Records for the exercise –

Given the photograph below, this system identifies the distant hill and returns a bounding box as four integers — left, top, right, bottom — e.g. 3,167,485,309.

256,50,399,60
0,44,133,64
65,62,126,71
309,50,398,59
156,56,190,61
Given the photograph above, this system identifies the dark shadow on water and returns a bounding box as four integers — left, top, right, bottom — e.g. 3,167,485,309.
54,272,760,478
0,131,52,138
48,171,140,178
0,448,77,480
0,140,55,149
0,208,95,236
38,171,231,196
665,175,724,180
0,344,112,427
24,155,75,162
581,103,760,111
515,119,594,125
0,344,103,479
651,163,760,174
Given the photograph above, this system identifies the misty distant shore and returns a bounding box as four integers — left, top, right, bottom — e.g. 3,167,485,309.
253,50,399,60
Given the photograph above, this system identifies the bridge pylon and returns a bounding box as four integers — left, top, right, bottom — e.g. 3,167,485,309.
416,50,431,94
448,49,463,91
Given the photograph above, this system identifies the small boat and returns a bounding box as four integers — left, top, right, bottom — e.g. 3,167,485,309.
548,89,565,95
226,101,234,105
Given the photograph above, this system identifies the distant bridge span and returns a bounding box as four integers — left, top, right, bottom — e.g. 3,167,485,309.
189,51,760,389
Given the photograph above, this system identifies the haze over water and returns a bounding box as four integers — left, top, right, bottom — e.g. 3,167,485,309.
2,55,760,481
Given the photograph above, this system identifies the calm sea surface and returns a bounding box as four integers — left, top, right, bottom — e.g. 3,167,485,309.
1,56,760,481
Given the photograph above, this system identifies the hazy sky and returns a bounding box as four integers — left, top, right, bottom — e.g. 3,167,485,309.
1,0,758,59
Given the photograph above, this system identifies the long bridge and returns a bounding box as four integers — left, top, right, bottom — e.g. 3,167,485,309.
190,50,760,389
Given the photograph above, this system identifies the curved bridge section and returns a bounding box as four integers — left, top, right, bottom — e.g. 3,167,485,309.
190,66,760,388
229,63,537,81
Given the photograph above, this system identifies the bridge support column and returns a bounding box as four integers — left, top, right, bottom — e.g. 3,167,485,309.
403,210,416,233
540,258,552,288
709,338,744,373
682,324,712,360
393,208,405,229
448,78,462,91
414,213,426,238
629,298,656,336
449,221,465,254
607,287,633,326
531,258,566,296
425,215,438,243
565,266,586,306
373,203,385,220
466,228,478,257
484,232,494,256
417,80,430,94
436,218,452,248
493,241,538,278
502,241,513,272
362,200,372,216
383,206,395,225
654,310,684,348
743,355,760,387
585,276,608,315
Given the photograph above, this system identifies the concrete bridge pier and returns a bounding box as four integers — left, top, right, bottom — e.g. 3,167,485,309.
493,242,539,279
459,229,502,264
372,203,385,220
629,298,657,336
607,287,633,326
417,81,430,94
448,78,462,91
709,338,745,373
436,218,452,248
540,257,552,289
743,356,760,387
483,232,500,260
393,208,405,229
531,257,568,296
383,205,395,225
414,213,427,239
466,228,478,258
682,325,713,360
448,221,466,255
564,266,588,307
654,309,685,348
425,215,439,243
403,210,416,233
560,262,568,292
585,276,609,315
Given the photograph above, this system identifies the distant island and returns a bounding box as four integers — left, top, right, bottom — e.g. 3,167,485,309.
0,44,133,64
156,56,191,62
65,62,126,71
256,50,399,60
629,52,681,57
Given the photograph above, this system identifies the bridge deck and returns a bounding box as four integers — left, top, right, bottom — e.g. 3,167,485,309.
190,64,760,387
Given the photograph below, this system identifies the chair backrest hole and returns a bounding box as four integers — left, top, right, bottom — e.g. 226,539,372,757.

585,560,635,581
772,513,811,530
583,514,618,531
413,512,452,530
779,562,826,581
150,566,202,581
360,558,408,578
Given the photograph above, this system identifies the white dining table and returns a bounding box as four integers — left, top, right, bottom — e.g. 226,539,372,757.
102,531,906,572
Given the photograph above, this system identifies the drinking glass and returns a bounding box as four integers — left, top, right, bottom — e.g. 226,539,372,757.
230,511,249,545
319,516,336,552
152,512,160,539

What is needed – Every entry must be set down exactly, with nothing left out.

Exercise result –
Given the photograph below, this system identifies the distant hill and returns a bounding box as four integers — left, top, right, bottom — e.g. 3,167,485,309.

256,50,399,60
0,44,133,64
65,62,126,71
309,50,398,59
156,56,190,61
Given the photograph above, this system identifies the dark shadow on water and returns a bounding box as four integers — left, top, right, bottom — e.g. 3,167,485,309.
54,272,760,478
0,131,52,138
48,171,140,178
0,448,77,480
0,140,55,149
0,208,95,236
38,171,231,196
665,175,724,180
0,344,112,427
24,155,75,162
581,103,760,111
515,119,594,125
0,344,103,479
651,163,760,174
Given the photograph above, this system identifies the misty distant shore and returns a bounding box as four integers — left, top, right, bottom — e.g. 3,167,485,309.
253,50,399,60
Given the photograph above, this system identifies the bridge pylon and returns a bounding box as four integers — left, top, right, bottom — e.g. 3,167,485,309.
416,50,431,94
448,49,463,91
Given the photograph above, this system identifies the small boat and returns a bounding box as four integers — left, top, right, bottom — e.g. 3,167,485,309.
548,89,565,95
226,101,234,105
Given the photograph above, this system identifies the distant bridge span and returns a bounding box as four integers — left, top, right, bottom — e.g. 3,167,485,309.
189,51,760,389
Given the photograph above, this system identifies the haze over water and returns a bounding box as four integers — left, top, right, bottom — e.g. 3,167,485,309.
2,55,760,481
Given the photograph above, this system identifies the calm sea surface and returns a bounding box as four integers — left, top, right, bottom — e.g. 3,167,485,309.
1,56,760,481
Given the photograph above, this system identifies the hazy sky and returns a bounding box as four integers — left, top, right, bottom — e.g. 3,167,485,309.
1,0,758,59
Given the photograph above, this system identifies the long bridge and returns a bounding box as four integers — left, top, right, bottom — e.g. 3,167,485,309.
190,50,760,389
Given the photograph above, this system identifies the curved bridge section and returns a bounding box as four integers — left, top, right, bottom — e.g. 3,167,485,309.
190,66,760,388
229,63,537,81
Given the photograph above, this system identifies the bridge support column and returns a bounding box as four integers — left, top, right, bottom — e.g. 3,167,485,309.
403,210,416,233
540,258,552,288
709,338,744,373
682,324,712,360
393,208,405,229
448,78,462,91
414,213,426,238
629,298,656,336
449,221,465,254
607,287,633,326
531,258,566,296
425,215,438,243
565,266,586,306
373,203,385,220
466,228,478,257
484,232,494,256
417,80,430,94
436,218,452,248
493,241,538,278
502,241,513,272
362,200,372,216
383,206,395,225
654,310,684,348
743,355,760,387
585,276,608,315
Given the photograph above, this system identifies the concrete bridge pier and returns a bounding box as four integers — left, top, right, bottom — e.g. 3,167,485,309.
493,242,539,279
459,229,502,264
372,203,385,220
629,298,657,336
607,287,633,326
417,81,430,94
448,78,462,91
709,338,745,373
436,218,452,248
540,257,552,289
743,356,760,387
483,232,500,260
393,208,405,229
531,257,568,296
383,205,395,225
414,213,427,239
466,228,478,258
682,325,713,360
448,221,466,255
564,266,588,307
654,309,685,348
425,215,439,243
403,210,416,233
560,262,568,292
585,276,609,315
Given the photograph above, this system identifies the distant island and returns a bounding box as four integers — left, top, right, bottom — e.g. 3,167,485,309.
0,44,133,64
156,56,191,62
65,62,126,71
256,50,399,60
629,52,681,57
Given the photograph above, this system identifies the bridge deck and returns a bounding box as four integers — left, top, right, bottom — e.g. 3,167,485,309.
190,64,760,387
Given the photograph below, this system identifies the chair backrest hole and returns a bounding box as four integers — left, top, right, bottom — e.g. 226,539,372,757.

585,560,635,581
772,513,811,530
583,514,618,531
413,512,452,530
779,562,826,581
150,566,202,581
360,558,408,578
Given the photograph above, this system identifies the white dining table and returns a bounding box as four integers — left, top, right, bottom — e.g. 226,539,372,757.
102,531,906,572
Given the photograph above, this system identifies the drinking glass and returns a bounding box as four integers — left, top, right, bottom — e.g. 226,539,372,757.
230,511,249,545
319,516,336,552
152,512,160,539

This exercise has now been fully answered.